(Collection entries)
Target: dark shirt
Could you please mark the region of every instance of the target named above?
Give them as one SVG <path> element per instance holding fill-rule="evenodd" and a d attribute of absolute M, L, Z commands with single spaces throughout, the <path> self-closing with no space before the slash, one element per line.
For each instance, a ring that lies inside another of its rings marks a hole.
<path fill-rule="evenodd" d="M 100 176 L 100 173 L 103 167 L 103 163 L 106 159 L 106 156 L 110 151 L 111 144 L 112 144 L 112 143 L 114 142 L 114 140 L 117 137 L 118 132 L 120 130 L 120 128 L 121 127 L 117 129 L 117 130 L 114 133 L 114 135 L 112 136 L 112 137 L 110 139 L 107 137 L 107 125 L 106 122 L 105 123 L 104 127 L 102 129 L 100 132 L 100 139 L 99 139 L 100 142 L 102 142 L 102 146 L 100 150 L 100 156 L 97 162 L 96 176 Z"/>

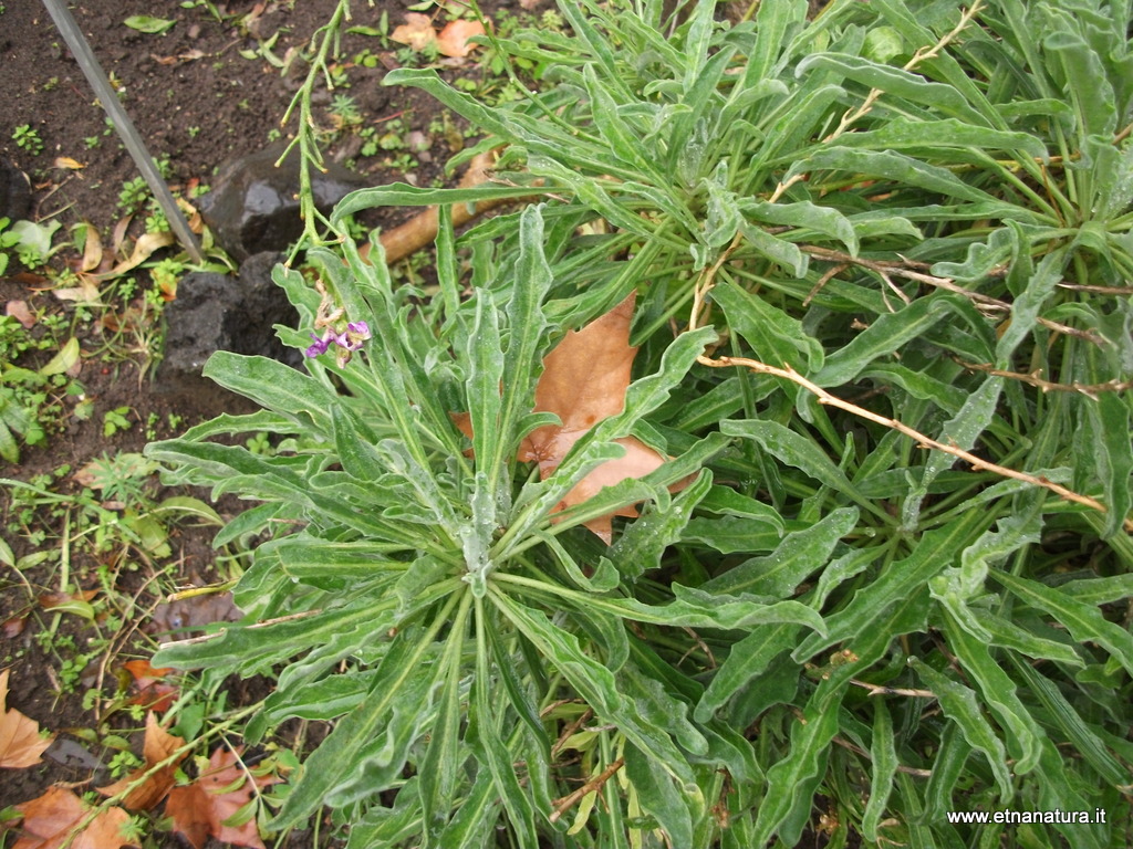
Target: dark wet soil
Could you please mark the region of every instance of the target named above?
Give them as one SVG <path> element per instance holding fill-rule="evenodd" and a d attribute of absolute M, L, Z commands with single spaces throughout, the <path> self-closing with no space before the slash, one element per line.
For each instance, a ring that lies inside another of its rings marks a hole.
<path fill-rule="evenodd" d="M 164 163 L 171 188 L 185 198 L 208 186 L 224 162 L 293 131 L 293 120 L 287 126 L 281 119 L 307 70 L 303 51 L 335 6 L 337 0 L 69 3 L 150 152 Z M 404 61 L 424 63 L 377 34 L 400 23 L 407 5 L 370 0 L 351 6 L 351 26 L 359 32 L 344 35 L 340 44 L 338 87 L 334 92 L 323 89 L 315 97 L 316 120 L 327 130 L 325 154 L 367 175 L 374 185 L 406 179 L 407 169 L 411 169 L 409 179 L 420 183 L 444 179 L 444 162 L 460 144 L 459 122 L 443 115 L 433 101 L 416 91 L 381 86 L 389 69 Z M 480 7 L 491 16 L 508 3 L 482 2 Z M 146 34 L 123 23 L 140 15 L 173 24 L 163 34 Z M 479 72 L 460 61 L 445 61 L 441 70 L 448 76 Z M 58 221 L 61 228 L 56 245 L 71 241 L 75 228 L 86 223 L 99 233 L 105 250 L 118 242 L 128 249 L 145 228 L 145 211 L 130 216 L 120 203 L 123 189 L 136 180 L 137 169 L 39 0 L 0 0 L 0 157 L 27 173 L 32 185 L 26 217 Z M 349 110 L 343 109 L 347 105 Z M 412 139 L 417 149 L 411 158 L 395 145 L 376 151 L 370 145 L 367 149 L 367 140 L 380 138 L 391 127 L 401 139 L 419 134 Z M 29 134 L 37 143 L 26 140 Z M 387 215 L 390 221 L 404 217 L 398 211 Z M 176 255 L 176 250 L 165 249 L 154 258 Z M 59 402 L 56 409 L 63 414 L 51 423 L 45 446 L 23 447 L 16 465 L 0 461 L 0 478 L 23 481 L 37 477 L 43 481 L 41 475 L 66 466 L 67 471 L 54 474 L 48 484 L 60 492 L 79 489 L 74 472 L 92 460 L 139 452 L 151 439 L 168 438 L 219 412 L 235 412 L 239 405 L 221 393 L 155 392 L 152 377 L 153 362 L 161 353 L 160 323 L 140 311 L 140 300 L 113 290 L 104 293 L 102 306 L 76 308 L 74 301 L 52 291 L 59 285 L 60 271 L 77 268 L 82 256 L 82 245 L 70 245 L 53 257 L 51 273 L 12 263 L 8 276 L 0 275 L 0 307 L 24 301 L 37 316 L 61 316 L 59 320 L 68 324 L 79 341 L 82 357 L 73 380 L 82 387 L 82 395 Z M 139 290 L 152 285 L 148 272 L 139 268 L 137 274 Z M 28 354 L 19 365 L 39 368 L 52 353 Z M 6 366 L 0 363 L 0 368 Z M 93 404 L 93 414 L 86 419 L 73 414 L 83 402 Z M 125 417 L 130 426 L 108 436 L 105 412 L 122 408 L 128 408 Z M 152 499 L 205 495 L 163 491 L 155 479 L 146 486 Z M 222 503 L 218 509 L 229 516 L 241 506 Z M 71 523 L 82 518 L 80 511 L 40 509 L 33 528 L 23 524 L 18 514 L 11 491 L 0 487 L 0 538 L 17 560 L 34 555 L 37 548 L 66 547 L 68 534 L 75 535 Z M 109 720 L 96 715 L 121 692 L 121 663 L 144 657 L 152 646 L 152 637 L 139 638 L 131 634 L 131 627 L 160 627 L 161 614 L 157 626 L 153 614 L 171 588 L 231 574 L 212 549 L 214 529 L 182 524 L 168 530 L 171 554 L 163 558 L 136 550 L 95 554 L 84 544 L 68 548 L 67 557 L 74 558 L 67 564 L 66 577 L 73 588 L 102 592 L 102 598 L 112 595 L 114 604 L 130 600 L 119 611 L 127 624 L 117 631 L 105 623 L 92 624 L 42 607 L 40 598 L 60 589 L 63 576 L 58 557 L 50 566 L 28 565 L 25 559 L 20 569 L 0 563 L 0 669 L 11 669 L 8 706 L 59 735 L 42 765 L 0 771 L 0 812 L 57 782 L 76 782 L 78 792 L 107 783 L 105 765 L 113 752 L 105 737 L 116 730 L 133 734 L 128 738 L 135 751 L 139 748 L 140 723 L 129 721 L 126 711 Z M 133 623 L 129 617 L 134 617 Z M 43 637 L 45 632 L 50 632 L 50 640 Z M 100 634 L 114 635 L 111 645 L 65 686 L 59 668 L 70 651 L 66 646 L 73 645 L 74 652 L 82 654 Z M 233 683 L 230 703 L 262 697 L 266 686 L 264 681 Z M 97 698 L 90 695 L 92 689 L 97 691 Z M 153 847 L 180 846 L 160 830 L 146 841 Z M 309 846 L 309 838 L 296 837 L 292 844 Z"/>

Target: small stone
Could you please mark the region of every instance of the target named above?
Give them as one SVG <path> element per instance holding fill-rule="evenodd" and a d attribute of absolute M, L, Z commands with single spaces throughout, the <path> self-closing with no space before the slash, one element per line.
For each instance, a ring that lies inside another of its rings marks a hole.
<path fill-rule="evenodd" d="M 201 370 L 216 351 L 261 354 L 298 366 L 303 353 L 284 348 L 274 325 L 296 326 L 298 315 L 272 281 L 275 252 L 256 254 L 239 277 L 193 272 L 177 284 L 177 300 L 165 307 L 165 359 L 157 369 L 159 393 L 199 395 L 215 388 Z"/>
<path fill-rule="evenodd" d="M 238 261 L 262 251 L 287 250 L 303 233 L 299 217 L 299 152 L 283 163 L 282 143 L 224 165 L 213 190 L 198 204 L 201 215 L 229 256 Z M 334 162 L 326 172 L 312 169 L 315 206 L 329 213 L 343 197 L 369 181 Z"/>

§ **What you are asked to do**
Give every line of the items, from the line containing "Target: small stone" through the last line of the items, as a JSON list of strings with one string per line. Include both ends and omit blank lines.

§ **The response**
[
  "Target: small stone",
  "Could you please mark the region of every instance of the target named above?",
  "Give them as one SVG <path> element per instance holding fill-rule=\"evenodd\" and a d attribute of absolute M, L, Z commands with single spaces throughout, the <path> self-closing with no space before the slash, one element per line.",
  "For each instance, a ring that lies inside another of its rings marks a hole.",
  "<path fill-rule=\"evenodd\" d=\"M 201 370 L 216 351 L 261 354 L 298 366 L 303 353 L 284 348 L 274 325 L 296 326 L 298 315 L 272 281 L 275 252 L 256 254 L 239 277 L 193 272 L 177 284 L 177 300 L 165 307 L 165 359 L 157 369 L 159 393 L 199 395 L 215 388 Z\"/>",
  "<path fill-rule=\"evenodd\" d=\"M 238 261 L 262 251 L 287 250 L 303 233 L 299 217 L 299 152 L 283 163 L 282 143 L 224 165 L 213 190 L 198 204 L 201 215 L 229 256 Z M 334 162 L 326 172 L 312 169 L 315 206 L 329 213 L 343 197 L 369 181 Z\"/>"
]